[Saved data entries]
----
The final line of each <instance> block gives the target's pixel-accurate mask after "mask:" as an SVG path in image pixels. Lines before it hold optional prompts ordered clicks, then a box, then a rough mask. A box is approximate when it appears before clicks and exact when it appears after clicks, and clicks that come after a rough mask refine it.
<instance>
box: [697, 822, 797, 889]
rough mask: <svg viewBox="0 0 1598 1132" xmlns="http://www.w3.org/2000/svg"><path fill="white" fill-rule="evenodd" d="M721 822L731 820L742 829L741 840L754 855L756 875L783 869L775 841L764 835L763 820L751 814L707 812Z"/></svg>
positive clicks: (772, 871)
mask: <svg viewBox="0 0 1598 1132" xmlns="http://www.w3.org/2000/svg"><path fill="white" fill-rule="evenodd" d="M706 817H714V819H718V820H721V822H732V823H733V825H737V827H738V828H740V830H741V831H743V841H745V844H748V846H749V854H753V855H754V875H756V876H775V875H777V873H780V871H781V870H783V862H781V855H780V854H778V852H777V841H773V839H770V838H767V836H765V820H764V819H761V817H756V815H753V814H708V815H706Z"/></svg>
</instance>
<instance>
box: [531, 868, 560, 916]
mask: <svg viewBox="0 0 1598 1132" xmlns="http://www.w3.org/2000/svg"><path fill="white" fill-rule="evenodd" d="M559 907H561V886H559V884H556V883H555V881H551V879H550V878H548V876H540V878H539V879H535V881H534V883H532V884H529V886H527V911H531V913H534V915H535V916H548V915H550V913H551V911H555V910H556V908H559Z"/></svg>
----
» **EXERCISE DESCRIPTION**:
Identify every line in the rows above that contains the string "instance", treating uppercase and lowercase as different, and copy each of those lines.

» **TASK OUTPUT**:
The final line of each <instance> block gives the target's pixel-accurate mask after "mask:" as an SVG path in image pixels. Lines before it hold optional prompts ordered clicks, then a box, then a rough mask. A box is approximate when it appears before clicks and exact when it appears after clicks, and clicks that come after a rough mask refine it.
<instance>
</instance>
<instance>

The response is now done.